This is commonly referred to as “split-apply-combine” workflow, which can be achieved in Julia with the groupby function to stratify and the combine function to aggregate with some reduction operator. An example of this is provided below:

using Statistics

# Split-apply-combine
df_grouped = groupby(df, [:species, :island])
df_combined = combine(df_grouped, :body_mass_g => mean)

In this example, groupby(df, [:species, :island]) groups the DataFrame by the species and island columns. Then, combine(df_grouped, :body_mass_g => mean) calculates the mean of the :body_mass_g column for each group. The mean function is used for aggregation.

The result is a new DataFrame where each unique :species-:island combination forms a row, and the mean body mass for each species-island combination fills the DataFrame.

(Optional) Creating and merging DataFrames#

Creating DataFrames#

In Julia, you can create a DataFrame from scratch using the DataFrame constructor from the DataFrames package. This constructor allows you to create a DataFrame by passing column vectors as keyword arguments or pairs. For example, to create a DataFrame with two columns named :A and :B, the following works:

DataFrame(A = 1:3, B = ["x", "y", "z"])

A DataFrame can also be created from other data structures such as dictionaries, named tuples, vectors of vectors, matrices, and more. You can find more information about creating DataFrames in Julia in the official documentation

Merging DataFrames#

Also, you can merge two or more DataFrames using the join function from the DataFrames package. This function allows you to perform various types of joins, such as inner join, left join, right join, outer join, semi join, and anti join. You can specify the columns used to determine which rows should be combined during a join by passing them as the on argument to the join function. For example, to perform an inner join on two DataFrames df1 and df2 using the :ID column as the key, you can use the following code: join(df1, df2, on = :ID, kind = :inner). You can find more information about joining DataFrames in Julia in the official documentation.

Plotting#

Let us now look at different ways to visualize this data. Many different plotting libraries exist for Julia and which one to use will depend on the specific use case as well as personal preference.

We will be using Plots.jl and StatsPlots.jl but we encourage to explore these other packages to find the one that best fits your use case.

First we install Plots.jl and StatsPlots backend:

Pkg.add("Plots")

★ ★ ★ ★ ★

Written instruction 1: According to the passage on Julia DataFrames, which function is used to aggregate the groups in the split-apply-combine workflow?
Written instruction 2: From the passage on Julia DataFrames, reproduce the portion starting with "df_combined = combine(df_grouped, :body_mass_g" and going on through "fills the DataFrame.".

Listed entries:
★ ★ ★ ★ ★

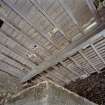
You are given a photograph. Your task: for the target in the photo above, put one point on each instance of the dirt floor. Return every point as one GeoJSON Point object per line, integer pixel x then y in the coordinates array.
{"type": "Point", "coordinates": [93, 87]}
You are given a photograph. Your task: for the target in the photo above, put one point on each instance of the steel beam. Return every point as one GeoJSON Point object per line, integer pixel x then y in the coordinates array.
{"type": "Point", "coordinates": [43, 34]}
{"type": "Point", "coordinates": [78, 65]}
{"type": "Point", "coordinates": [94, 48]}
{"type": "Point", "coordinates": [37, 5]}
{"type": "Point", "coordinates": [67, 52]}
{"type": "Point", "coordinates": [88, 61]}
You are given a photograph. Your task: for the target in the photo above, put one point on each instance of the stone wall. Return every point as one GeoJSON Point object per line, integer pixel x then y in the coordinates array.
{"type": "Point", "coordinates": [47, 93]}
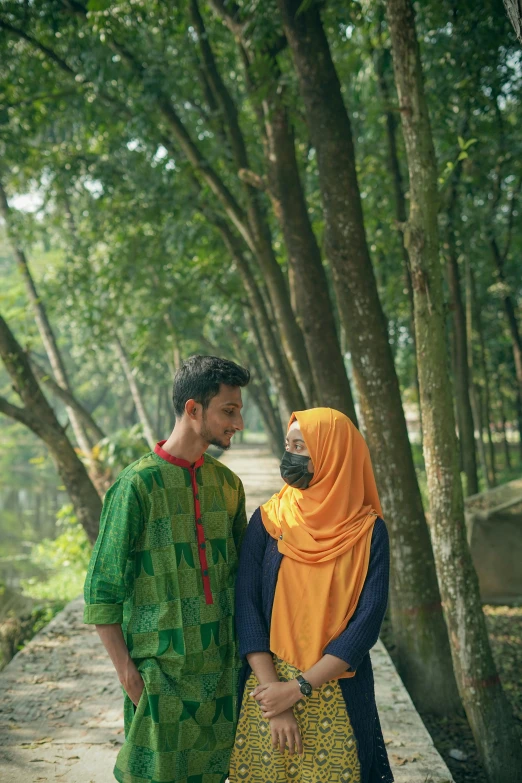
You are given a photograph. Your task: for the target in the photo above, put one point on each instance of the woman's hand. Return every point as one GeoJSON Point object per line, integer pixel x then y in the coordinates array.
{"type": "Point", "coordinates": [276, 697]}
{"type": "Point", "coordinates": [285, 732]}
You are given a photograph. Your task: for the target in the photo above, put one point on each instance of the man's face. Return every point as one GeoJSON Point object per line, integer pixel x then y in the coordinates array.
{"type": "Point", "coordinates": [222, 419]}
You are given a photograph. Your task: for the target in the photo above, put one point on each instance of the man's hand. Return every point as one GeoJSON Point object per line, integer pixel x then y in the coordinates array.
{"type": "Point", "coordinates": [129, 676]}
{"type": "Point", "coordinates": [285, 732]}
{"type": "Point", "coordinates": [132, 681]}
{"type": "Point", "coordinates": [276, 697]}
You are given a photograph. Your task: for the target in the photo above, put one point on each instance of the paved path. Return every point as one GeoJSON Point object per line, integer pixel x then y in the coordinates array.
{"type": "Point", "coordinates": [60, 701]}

★ ★ ★ ★ ★

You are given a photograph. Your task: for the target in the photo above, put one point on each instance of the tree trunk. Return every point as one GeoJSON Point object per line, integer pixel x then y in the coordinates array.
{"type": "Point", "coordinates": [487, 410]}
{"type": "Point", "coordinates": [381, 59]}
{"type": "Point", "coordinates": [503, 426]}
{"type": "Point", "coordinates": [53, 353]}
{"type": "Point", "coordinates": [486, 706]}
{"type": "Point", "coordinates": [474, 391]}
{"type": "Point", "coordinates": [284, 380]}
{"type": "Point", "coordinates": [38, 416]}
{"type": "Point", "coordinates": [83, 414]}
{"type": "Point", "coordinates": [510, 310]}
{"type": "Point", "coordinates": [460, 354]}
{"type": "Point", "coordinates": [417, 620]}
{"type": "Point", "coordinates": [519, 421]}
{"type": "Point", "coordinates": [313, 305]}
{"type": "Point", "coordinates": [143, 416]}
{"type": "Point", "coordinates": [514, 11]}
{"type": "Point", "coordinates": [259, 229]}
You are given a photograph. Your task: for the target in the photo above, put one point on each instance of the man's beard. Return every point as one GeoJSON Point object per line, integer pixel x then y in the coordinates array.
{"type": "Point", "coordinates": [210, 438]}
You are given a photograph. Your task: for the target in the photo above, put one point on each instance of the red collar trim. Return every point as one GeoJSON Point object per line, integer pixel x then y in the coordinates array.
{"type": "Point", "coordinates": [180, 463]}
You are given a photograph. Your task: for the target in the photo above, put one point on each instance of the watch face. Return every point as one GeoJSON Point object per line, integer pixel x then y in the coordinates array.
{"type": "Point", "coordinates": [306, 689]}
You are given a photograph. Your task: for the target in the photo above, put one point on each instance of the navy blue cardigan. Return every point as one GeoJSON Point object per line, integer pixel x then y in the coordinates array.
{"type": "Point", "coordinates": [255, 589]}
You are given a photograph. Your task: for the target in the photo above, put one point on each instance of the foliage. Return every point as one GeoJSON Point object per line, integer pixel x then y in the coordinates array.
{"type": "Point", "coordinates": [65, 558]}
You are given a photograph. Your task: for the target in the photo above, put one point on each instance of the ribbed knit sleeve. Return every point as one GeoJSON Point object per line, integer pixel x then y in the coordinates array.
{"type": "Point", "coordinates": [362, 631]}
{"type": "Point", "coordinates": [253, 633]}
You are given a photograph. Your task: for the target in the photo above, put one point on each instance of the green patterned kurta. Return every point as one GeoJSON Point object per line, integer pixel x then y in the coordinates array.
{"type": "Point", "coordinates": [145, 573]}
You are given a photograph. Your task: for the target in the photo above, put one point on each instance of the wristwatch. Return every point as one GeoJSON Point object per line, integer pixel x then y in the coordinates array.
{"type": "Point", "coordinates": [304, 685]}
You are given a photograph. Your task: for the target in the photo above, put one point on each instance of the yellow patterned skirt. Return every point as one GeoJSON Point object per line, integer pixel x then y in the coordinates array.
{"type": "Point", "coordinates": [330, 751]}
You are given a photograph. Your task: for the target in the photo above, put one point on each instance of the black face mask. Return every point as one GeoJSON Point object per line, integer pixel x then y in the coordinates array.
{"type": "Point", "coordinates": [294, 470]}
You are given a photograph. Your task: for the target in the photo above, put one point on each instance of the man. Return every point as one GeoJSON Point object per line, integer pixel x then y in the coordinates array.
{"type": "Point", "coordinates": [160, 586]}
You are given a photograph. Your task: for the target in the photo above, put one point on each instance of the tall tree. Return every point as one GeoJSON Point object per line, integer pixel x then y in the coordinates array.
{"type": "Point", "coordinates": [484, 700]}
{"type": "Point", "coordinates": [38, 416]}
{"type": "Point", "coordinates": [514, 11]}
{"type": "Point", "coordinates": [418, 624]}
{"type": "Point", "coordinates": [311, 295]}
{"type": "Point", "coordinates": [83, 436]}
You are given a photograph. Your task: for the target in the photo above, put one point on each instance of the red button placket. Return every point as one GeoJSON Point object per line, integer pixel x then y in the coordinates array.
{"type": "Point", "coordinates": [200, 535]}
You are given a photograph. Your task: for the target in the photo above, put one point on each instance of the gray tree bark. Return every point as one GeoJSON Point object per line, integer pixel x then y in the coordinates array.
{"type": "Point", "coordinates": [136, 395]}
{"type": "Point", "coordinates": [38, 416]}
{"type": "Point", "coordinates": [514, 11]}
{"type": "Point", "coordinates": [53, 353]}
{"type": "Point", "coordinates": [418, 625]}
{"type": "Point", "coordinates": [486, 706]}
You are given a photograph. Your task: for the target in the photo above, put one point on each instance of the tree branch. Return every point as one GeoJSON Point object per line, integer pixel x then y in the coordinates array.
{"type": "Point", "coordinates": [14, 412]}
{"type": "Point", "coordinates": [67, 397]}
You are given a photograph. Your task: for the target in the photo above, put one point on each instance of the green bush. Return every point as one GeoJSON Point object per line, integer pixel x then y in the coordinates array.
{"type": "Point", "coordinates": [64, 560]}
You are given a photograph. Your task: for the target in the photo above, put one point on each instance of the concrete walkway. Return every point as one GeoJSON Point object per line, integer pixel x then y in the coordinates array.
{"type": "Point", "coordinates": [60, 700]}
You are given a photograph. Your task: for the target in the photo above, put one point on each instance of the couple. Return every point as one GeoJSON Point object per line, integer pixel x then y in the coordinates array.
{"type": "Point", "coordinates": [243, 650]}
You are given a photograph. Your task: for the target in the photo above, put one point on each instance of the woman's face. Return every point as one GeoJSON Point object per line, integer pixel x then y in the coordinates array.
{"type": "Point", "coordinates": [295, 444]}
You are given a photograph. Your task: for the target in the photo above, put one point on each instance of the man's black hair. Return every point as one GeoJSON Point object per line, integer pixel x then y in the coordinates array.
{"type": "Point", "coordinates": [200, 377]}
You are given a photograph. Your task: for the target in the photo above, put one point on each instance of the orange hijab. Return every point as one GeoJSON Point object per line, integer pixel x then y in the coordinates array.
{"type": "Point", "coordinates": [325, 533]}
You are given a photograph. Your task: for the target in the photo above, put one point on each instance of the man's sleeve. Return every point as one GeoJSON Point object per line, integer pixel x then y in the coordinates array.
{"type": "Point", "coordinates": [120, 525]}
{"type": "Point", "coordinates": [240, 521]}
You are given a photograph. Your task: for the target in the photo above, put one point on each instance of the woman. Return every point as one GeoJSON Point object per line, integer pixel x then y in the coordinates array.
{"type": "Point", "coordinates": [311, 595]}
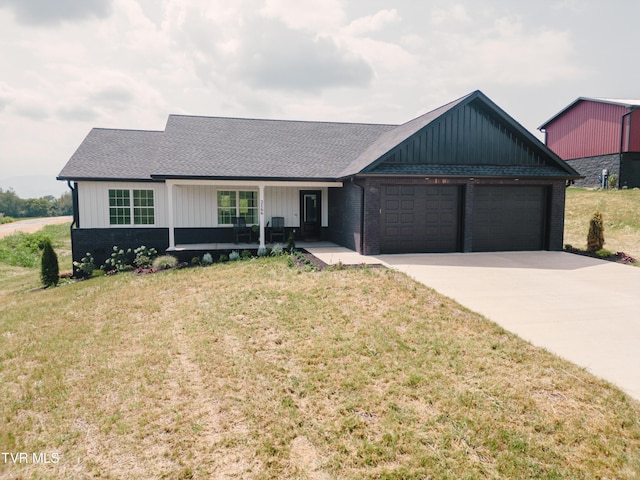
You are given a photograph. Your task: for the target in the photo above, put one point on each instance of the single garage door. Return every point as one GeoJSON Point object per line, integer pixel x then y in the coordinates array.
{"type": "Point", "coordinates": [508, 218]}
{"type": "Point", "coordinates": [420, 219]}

★ ★ ★ ★ ★

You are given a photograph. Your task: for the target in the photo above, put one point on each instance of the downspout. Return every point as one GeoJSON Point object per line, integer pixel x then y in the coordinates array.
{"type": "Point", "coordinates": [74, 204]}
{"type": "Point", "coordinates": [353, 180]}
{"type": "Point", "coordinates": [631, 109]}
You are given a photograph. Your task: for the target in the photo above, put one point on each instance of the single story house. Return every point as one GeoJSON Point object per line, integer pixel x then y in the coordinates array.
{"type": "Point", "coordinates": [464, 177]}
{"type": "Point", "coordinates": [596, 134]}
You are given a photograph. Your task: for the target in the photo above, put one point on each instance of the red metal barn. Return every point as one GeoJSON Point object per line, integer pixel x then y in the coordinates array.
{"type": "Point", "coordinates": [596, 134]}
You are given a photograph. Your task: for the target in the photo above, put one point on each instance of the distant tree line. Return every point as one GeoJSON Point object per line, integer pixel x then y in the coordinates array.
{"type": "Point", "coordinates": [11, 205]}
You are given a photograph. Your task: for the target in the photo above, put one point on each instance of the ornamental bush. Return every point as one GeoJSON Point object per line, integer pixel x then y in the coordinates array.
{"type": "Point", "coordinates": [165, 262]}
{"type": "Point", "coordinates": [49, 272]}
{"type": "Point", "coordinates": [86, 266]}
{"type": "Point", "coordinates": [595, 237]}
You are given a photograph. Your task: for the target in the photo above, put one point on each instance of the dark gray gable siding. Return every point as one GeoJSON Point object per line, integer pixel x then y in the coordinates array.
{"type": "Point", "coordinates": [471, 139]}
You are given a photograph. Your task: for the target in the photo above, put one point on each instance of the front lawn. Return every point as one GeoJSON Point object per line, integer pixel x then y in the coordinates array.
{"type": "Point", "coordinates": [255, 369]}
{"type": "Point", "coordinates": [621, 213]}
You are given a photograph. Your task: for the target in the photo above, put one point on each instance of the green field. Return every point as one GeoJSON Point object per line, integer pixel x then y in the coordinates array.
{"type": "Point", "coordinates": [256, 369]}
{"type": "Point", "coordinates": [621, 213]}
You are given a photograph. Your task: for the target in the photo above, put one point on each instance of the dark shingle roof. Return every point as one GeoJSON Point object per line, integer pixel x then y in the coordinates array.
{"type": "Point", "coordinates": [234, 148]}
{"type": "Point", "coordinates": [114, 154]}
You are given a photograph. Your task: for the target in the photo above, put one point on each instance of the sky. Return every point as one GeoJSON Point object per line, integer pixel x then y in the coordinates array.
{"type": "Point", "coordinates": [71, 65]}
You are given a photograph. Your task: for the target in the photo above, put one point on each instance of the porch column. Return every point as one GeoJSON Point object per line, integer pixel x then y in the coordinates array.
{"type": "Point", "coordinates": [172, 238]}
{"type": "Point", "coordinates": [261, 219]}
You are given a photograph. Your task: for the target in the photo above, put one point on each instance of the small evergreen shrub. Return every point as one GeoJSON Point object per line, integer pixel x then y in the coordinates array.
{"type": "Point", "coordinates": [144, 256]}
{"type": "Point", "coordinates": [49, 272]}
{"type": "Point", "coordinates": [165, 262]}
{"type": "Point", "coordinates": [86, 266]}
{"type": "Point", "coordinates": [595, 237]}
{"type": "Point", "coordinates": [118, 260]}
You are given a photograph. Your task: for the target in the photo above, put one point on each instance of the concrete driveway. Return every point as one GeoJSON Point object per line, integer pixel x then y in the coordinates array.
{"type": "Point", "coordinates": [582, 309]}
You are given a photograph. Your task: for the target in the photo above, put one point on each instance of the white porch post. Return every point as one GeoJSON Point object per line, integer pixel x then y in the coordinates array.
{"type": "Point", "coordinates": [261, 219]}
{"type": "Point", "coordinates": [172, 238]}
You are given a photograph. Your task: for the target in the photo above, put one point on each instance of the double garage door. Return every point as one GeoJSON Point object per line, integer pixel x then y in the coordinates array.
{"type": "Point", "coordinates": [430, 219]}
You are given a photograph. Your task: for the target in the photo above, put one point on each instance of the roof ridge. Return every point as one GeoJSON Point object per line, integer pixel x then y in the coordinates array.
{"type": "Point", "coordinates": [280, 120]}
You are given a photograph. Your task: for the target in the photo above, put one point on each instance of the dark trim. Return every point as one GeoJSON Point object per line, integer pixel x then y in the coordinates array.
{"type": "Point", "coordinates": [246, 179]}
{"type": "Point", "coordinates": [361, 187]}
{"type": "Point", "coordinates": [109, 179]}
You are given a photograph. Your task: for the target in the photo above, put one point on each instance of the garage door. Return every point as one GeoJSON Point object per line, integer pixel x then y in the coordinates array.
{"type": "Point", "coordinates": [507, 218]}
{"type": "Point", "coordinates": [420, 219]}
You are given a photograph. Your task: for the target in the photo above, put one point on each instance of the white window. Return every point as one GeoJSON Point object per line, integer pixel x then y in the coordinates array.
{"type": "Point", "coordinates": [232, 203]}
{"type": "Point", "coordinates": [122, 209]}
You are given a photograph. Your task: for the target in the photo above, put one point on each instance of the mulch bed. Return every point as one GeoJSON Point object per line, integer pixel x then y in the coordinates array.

★ ★ ★ ★ ★

Finished answer 1: The combine function.

Finished answer 2:
df_combined = combine(df_grouped, :body_mass_g => mean)

In this example, groupby(df, [:species, :island]) groups the DataFrame by the species and island columns. Then, combine(df_grouped, :body_mass_g => mean) calculates the mean of the :body_mass_g column for each group. The mean function is used for aggregation.

The result is a new DataFrame where each unique :species-:island combination forms a row, and the mean body mass for each species-island combination fills the DataFrame.